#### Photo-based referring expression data
--- START ---
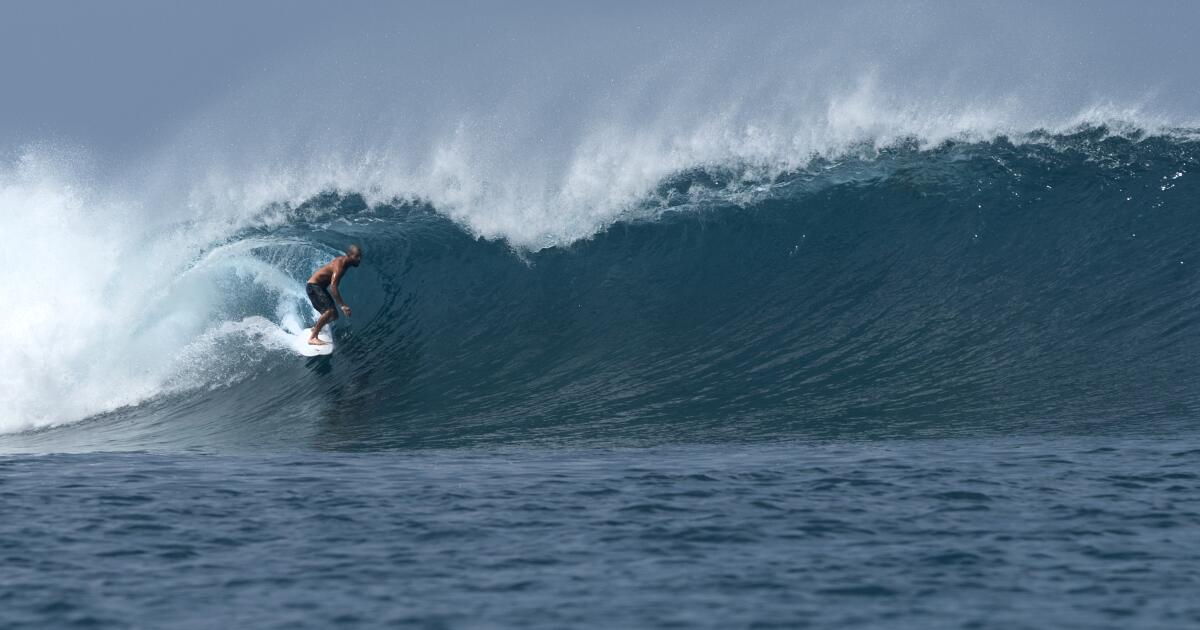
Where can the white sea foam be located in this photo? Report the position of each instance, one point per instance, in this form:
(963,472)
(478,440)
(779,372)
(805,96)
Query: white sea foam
(535,133)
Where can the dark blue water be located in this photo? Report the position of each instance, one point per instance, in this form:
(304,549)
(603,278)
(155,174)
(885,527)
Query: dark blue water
(945,533)
(948,387)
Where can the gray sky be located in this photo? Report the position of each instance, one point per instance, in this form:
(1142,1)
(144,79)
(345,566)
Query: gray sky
(120,76)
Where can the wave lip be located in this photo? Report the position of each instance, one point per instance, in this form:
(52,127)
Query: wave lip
(1042,285)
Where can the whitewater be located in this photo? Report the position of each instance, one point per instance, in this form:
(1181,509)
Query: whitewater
(775,315)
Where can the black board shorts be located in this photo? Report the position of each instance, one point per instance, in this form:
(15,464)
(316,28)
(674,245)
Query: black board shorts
(319,298)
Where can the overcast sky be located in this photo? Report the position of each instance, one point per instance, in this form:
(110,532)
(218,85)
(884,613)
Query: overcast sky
(117,76)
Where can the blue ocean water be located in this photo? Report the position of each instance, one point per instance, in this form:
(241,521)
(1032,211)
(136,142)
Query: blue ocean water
(1045,532)
(912,387)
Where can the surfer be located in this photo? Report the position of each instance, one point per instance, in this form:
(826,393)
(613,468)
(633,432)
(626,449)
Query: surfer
(323,282)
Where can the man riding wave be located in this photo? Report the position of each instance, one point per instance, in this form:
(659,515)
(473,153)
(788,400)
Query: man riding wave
(323,282)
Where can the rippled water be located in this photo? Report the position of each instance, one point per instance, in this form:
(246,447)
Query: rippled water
(1054,532)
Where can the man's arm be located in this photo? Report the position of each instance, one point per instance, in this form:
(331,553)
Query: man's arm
(333,286)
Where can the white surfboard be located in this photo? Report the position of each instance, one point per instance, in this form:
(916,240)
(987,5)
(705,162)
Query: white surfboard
(300,343)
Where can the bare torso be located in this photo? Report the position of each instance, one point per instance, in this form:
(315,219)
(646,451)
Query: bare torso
(324,276)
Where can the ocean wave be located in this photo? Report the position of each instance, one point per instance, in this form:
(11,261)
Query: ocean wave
(1039,282)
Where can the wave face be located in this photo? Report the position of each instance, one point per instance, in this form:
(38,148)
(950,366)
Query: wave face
(1047,285)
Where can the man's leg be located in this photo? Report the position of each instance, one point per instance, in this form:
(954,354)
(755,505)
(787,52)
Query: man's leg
(327,317)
--- END ---
#### What you should do
Every entry above should be given again exactly, with no images included.

#### Answer to this task
Where can the white sea foam be located in this photo? Report the position of each instance, one point per instance, in this form:
(963,472)
(478,440)
(779,372)
(805,96)
Query: white sea foam
(535,133)
Where can the dark blue water be located in this photo? Report the position of each instance, one point per instance, in this form:
(304,549)
(603,278)
(155,174)
(885,527)
Query: dark blue water
(945,533)
(948,387)
Where can the gray sky be located in this photo? Report the position of each instance, one point per instance, in this form:
(1142,1)
(144,79)
(345,566)
Query: gray sky
(120,76)
Where can the wave lip be located in this photo? Report the position of each instance, one point per instance, in this form:
(52,127)
Query: wave lip
(1042,285)
Where can the whitewater be located in this photo? Report the position of each instance, one point per instance, in this form:
(1181,509)
Query: whitewater
(775,315)
Where can the black board shorts be located in this photo? Report the position of each instance, one point per instance, in this form:
(15,464)
(316,28)
(674,245)
Query: black board shorts
(319,298)
Where can the overcast sky be located in this photo? Report the position of each instance, one point per instance, in this form:
(110,532)
(218,85)
(884,613)
Query: overcast sky
(117,76)
Where can the blue ocean water be located in this photo? Report the position of each instance, one point per instance, in this form:
(241,521)
(1032,211)
(136,142)
Query: blue ocean water
(1045,532)
(912,387)
Where can the surfer be located in this photo? Report the position of each instance, one point per instance, in this form:
(826,393)
(613,468)
(633,432)
(626,449)
Query: surfer
(323,282)
Where can the man riding wave be located in this photo? Report the position of each instance, one point per instance, in this form:
(659,515)
(473,153)
(788,400)
Query: man riding wave
(323,282)
Where can the rippled water be located in this photo? Report the position of each instance, one point per instance, in this form:
(246,447)
Query: rippled water
(1054,532)
Where can the man's arm be located in this photo? Report the position of each instance, one point per instance, in this form:
(331,553)
Query: man's arm
(333,286)
Where can the white surfboard be located in this photo? Report the position of each instance, one point per instance, in this form:
(916,240)
(987,5)
(705,162)
Query: white surfboard
(300,343)
Where can the bare torso be located in this photo? Report the position of each instance, one point per instance, in this form:
(315,219)
(646,451)
Query: bare torso
(324,276)
Where can the ocean wave be located in this photo? Report the position of each instance, one point per instance, in this form:
(11,261)
Query: ocean wave
(1039,282)
Where can the wave face be located in this photo? Report the position of each instance, one point per instance, in this form:
(38,148)
(950,366)
Query: wave face
(1047,285)
Where can the man's leg be located in this photo? Report the position of each instance, one point per instance, in this form:
(954,354)
(755,505)
(787,52)
Query: man's leg
(327,317)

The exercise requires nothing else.